** Parts of the exercise **
A - Translate this sentence from the notes on edge directionality into Spanish: "Despite this apparent difficulty, MacKay briefly discusses the fact that a proper Bayesian treatment can indeed distinguish between the two hypotheses of edge directionality, as demonstrated by a simple example."
B - Quote the notes on edge directionality between "Despite this apparent" and "a simple example.", inclusive.

** Extract provided **
# Estimation of edge directionality from data

The following notes represent an expansion of an example from MacKay "*Information Theory, Inference, and Learning Algorithms*" concerning the Bayesian estimation of the edge direction between two binary nodes in a Bayesian network.

### Background

Consider two variables $A$ and $B$, both of which
are represented by distinct nodes (also labelled $A$ and $B$, respectively) in a Bayesian network.
The general difficulty with estimating edge direction comes from the fact that the joint distribution may equally be factored in either of two ways, namely:
\begin{eqnarray}
p(A,B) & = & p(A)\,p(B\mid A)~=~p(B)\,p(A\mid B)\,,
\end{eqnarray}
where the middle term represents the network $A\rightarrow B$, and the last term represents the network $B\rightarrow A$. Note that there is also a third possible network where $A$ and $B$ are independent and thus not connected by an edge, namely
\begin{eqnarray}
p(A,B) & = & p(A)\,p(B)\,;
\end{eqnarray}
we examine independence in a later 
[section](#Independence-of-variables "Section: Independence of variables").

Despite this apparent difficulty, MacKay briefly discusses the fact that a proper Bayesian treatment can indeed distinguish between the two hypotheses of edge directionality, as demonstrated by a simple example.

Records from a point labeling set:
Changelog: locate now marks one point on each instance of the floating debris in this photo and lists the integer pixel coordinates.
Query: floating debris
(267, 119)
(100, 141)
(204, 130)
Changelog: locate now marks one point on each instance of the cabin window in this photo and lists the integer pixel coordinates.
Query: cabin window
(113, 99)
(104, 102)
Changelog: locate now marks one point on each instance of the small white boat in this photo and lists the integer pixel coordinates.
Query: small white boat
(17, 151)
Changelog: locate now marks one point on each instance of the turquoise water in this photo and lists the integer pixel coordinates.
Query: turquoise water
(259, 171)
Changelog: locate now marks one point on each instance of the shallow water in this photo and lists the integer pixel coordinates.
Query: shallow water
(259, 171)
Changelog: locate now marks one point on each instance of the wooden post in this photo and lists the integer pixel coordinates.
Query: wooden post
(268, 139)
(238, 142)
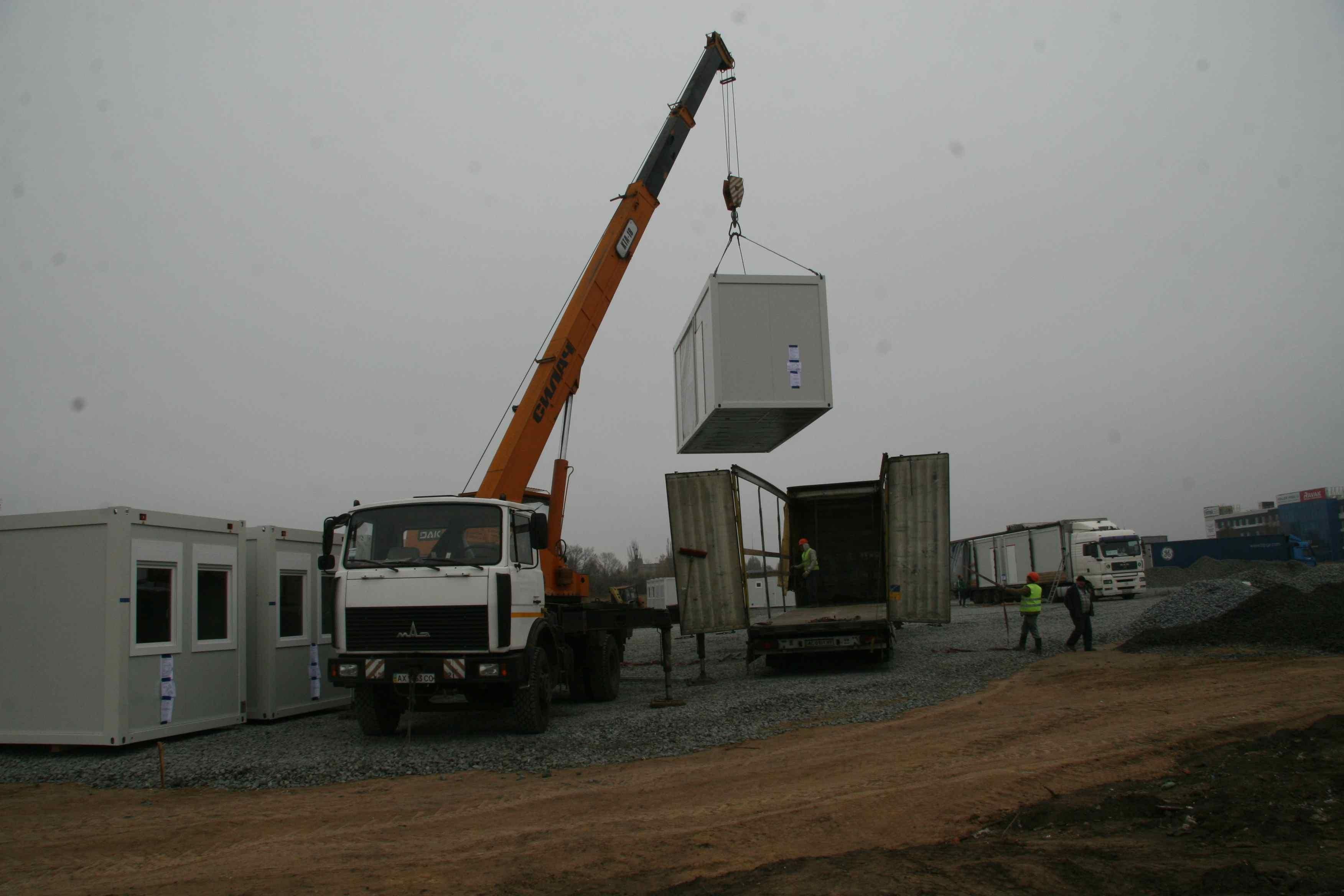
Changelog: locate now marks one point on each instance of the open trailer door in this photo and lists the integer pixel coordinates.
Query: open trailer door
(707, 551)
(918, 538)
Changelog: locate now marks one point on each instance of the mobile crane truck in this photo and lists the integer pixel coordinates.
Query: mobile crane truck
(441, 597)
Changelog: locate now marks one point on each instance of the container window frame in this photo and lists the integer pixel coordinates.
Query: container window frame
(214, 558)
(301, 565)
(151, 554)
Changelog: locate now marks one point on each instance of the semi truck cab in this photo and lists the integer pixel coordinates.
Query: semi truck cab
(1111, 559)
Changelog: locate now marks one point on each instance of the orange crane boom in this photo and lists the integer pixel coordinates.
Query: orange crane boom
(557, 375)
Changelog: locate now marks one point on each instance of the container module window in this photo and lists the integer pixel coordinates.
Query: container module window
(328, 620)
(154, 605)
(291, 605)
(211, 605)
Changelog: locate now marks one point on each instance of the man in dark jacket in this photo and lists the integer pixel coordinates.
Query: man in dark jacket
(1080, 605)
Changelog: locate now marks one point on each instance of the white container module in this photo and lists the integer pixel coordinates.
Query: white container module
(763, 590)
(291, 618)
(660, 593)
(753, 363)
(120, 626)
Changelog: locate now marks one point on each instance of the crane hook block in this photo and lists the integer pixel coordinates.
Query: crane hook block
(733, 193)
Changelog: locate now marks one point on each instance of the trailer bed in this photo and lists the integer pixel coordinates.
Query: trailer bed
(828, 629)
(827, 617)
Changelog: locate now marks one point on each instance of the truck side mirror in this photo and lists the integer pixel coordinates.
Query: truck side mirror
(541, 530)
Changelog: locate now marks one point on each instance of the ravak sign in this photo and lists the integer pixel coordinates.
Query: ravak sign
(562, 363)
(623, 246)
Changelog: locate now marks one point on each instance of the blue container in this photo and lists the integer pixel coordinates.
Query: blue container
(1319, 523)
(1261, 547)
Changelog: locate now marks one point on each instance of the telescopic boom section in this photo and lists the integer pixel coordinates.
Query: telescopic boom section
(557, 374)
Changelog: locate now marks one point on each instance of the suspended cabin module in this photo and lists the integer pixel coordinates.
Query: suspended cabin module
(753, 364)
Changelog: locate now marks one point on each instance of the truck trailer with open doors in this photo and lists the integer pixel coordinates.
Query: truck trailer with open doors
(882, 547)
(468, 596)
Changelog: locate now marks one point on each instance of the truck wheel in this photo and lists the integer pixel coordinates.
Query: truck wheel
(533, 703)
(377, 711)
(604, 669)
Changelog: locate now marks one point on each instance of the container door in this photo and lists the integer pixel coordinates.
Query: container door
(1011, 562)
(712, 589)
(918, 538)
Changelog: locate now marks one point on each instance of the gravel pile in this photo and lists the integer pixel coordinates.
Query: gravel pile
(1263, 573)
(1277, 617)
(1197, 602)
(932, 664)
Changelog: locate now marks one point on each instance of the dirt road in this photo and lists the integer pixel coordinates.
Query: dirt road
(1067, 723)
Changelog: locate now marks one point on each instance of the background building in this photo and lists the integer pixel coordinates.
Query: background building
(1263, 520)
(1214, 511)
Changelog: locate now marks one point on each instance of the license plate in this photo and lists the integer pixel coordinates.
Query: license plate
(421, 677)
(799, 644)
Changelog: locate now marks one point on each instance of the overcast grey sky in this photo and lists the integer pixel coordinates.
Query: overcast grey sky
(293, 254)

==

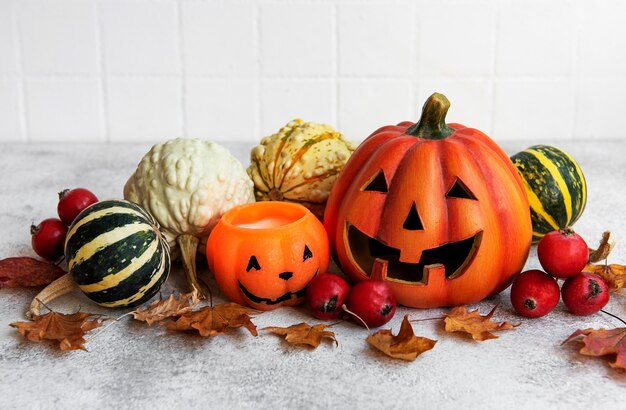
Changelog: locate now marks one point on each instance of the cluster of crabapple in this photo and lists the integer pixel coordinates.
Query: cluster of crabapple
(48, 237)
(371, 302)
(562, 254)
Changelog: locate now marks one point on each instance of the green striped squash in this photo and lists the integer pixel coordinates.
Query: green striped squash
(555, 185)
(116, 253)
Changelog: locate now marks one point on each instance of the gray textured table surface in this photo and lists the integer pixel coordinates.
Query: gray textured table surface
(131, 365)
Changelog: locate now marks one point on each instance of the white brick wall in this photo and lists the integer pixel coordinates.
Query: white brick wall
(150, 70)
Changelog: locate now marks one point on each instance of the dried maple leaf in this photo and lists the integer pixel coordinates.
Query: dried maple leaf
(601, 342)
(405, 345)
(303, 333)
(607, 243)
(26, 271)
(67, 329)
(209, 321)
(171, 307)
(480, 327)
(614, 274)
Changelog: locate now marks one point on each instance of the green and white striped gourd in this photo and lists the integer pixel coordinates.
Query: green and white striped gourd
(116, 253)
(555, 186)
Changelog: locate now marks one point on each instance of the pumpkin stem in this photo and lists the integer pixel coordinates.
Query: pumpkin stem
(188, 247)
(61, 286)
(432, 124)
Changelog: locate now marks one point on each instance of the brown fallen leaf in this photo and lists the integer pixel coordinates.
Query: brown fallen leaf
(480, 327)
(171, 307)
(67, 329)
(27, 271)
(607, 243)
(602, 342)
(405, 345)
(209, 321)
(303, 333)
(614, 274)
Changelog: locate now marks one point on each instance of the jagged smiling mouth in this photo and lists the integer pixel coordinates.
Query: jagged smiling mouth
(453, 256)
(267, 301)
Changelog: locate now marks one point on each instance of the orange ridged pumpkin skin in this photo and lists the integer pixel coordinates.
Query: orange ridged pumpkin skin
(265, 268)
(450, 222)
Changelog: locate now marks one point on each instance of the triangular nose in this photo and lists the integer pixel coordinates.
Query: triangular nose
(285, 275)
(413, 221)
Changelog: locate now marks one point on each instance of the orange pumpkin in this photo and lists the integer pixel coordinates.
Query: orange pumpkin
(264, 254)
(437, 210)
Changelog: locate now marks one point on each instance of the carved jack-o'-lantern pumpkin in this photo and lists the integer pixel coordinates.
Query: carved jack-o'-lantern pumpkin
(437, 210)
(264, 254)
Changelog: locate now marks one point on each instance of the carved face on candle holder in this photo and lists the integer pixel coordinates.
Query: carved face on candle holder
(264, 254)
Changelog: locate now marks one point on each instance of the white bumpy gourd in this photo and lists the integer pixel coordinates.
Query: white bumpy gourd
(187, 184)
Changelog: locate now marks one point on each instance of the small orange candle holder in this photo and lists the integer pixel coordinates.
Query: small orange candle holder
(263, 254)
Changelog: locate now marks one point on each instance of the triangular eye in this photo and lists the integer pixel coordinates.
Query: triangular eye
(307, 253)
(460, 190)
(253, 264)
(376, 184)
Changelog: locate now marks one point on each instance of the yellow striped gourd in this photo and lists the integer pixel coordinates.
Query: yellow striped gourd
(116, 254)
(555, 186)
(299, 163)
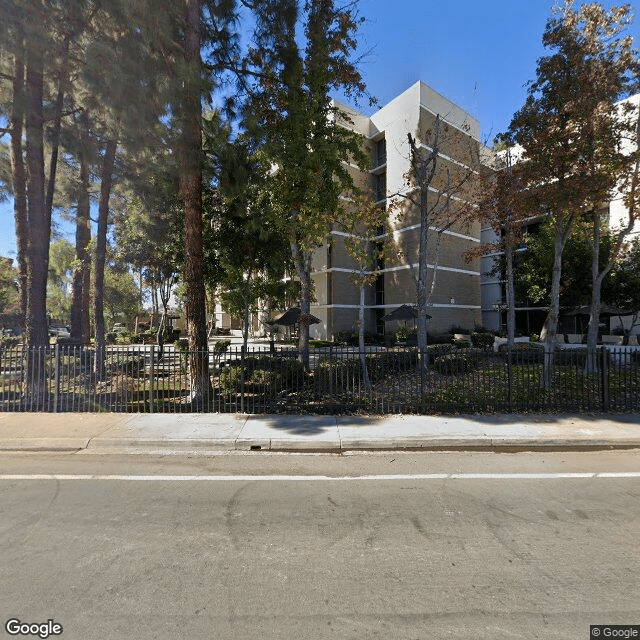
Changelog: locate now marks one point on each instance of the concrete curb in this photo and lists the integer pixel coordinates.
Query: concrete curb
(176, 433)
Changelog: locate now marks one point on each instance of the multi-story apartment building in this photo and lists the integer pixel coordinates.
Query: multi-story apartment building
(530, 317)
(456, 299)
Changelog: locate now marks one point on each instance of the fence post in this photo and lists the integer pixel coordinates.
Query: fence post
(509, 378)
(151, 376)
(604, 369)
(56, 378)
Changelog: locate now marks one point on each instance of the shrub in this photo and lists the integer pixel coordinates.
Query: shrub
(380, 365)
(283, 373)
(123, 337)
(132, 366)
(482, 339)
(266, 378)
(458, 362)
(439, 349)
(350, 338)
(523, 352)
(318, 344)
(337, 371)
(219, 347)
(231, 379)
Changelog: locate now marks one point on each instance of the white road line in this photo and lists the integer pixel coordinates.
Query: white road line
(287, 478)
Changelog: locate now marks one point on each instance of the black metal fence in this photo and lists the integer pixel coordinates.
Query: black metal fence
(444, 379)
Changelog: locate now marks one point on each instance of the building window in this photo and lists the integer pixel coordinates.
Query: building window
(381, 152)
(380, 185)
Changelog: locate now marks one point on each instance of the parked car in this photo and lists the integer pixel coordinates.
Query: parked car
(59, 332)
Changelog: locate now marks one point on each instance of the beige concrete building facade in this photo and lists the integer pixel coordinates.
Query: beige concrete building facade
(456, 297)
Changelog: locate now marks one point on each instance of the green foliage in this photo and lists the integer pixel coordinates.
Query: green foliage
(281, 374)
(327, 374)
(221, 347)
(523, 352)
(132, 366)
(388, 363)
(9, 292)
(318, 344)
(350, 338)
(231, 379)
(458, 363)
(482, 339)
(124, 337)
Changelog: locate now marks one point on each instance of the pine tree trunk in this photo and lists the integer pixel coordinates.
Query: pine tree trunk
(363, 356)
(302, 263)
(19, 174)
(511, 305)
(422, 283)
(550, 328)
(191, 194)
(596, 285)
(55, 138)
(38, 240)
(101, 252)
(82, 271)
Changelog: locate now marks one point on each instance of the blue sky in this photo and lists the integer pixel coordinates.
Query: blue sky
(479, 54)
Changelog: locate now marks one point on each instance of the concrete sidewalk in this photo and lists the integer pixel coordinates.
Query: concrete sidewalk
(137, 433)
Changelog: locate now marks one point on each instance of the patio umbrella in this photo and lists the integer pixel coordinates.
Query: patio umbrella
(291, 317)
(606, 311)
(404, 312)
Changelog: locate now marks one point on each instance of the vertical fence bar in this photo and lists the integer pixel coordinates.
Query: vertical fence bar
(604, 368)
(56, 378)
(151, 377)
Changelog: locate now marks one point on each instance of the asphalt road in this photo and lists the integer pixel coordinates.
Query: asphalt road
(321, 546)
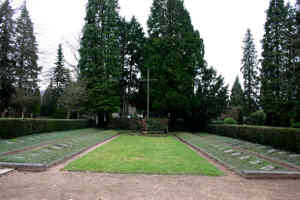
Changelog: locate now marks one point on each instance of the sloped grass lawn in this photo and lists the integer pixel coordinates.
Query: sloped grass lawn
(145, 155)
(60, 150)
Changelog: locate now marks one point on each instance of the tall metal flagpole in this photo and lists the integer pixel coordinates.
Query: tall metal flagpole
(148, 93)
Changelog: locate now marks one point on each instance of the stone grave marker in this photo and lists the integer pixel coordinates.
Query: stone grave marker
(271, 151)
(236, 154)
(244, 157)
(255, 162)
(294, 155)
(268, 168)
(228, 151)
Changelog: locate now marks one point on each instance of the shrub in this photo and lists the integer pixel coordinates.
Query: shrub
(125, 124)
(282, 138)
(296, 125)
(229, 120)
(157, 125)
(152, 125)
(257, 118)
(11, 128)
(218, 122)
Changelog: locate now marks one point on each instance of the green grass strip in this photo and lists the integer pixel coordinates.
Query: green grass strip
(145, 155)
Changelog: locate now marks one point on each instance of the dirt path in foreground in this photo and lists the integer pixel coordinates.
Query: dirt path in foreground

** In response **
A - A pesar de esta aparente dificultad, MacKay comenta brevemente el hecho de que un tratamiento bayesiano adecuado sí puede distinguir entre las dos hipótesis de direccionalidad de la arista, como lo demuestra un ejemplo sencillo.

B -
Despite this apparent difficulty, MacKay briefly discusses the fact that a proper Bayesian treatment can indeed distinguish between the two hypotheses of edge directionality, as demonstrated by a simple example.